*** EXCERPTED DATA ***

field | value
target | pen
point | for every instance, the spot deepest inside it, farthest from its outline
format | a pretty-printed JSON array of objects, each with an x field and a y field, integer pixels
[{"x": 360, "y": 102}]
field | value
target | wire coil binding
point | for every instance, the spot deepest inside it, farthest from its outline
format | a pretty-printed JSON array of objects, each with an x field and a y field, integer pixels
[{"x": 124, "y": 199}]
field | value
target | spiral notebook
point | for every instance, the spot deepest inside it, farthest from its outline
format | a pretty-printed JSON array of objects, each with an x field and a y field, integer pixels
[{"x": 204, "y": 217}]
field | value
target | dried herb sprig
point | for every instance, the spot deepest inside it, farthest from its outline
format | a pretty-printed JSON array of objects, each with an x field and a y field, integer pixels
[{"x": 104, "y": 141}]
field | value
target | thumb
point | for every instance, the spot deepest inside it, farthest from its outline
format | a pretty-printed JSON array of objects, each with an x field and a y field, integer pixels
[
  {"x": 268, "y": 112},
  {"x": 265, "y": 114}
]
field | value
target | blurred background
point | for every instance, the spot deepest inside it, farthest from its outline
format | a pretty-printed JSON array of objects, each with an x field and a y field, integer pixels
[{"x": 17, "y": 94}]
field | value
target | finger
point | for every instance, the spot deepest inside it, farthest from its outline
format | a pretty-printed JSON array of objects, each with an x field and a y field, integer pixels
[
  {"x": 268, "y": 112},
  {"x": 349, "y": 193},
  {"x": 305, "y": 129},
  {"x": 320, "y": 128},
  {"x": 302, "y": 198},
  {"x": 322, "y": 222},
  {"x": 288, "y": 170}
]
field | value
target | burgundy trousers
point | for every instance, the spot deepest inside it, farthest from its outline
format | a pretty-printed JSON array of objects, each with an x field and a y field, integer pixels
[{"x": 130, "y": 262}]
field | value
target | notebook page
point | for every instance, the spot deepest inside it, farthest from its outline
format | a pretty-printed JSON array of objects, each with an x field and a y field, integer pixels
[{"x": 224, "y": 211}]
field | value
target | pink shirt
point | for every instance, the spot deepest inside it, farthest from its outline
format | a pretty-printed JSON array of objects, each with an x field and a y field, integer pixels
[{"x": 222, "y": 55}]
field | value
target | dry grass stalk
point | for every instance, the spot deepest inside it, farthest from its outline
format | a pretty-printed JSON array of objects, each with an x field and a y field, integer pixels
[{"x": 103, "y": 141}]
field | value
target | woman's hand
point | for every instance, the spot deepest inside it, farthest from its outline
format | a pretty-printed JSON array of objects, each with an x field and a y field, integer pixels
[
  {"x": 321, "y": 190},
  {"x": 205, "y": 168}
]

*** End of EXCERPTED DATA ***

WHAT THE EXERCISE ASKS:
At the first line of the material above, start reproducing each line exactly, and end with the line that holds "target | dried herb sprig", adding nothing.

REPLY TO THE EXERCISE:
field | value
target | pen
point | for every instance, the spot deepest inside it, farthest from its outline
format | a pretty-printed JSON array of objects, each with an x field and a y field, integer pixels
[{"x": 360, "y": 102}]
field | value
target | wire coil binding
point | for every instance, the spot deepest inside it, farthest from its outline
format | a pretty-printed JSON array of objects, each with an x field and a y field, integer pixels
[{"x": 124, "y": 199}]
field | value
target | spiral notebook
point | for every instance, the spot deepest inside it, farthest from its outline
format | a pretty-printed JSON array of objects, each with an x field and a y field, integer pixels
[{"x": 204, "y": 217}]
field | value
target | dried herb sprig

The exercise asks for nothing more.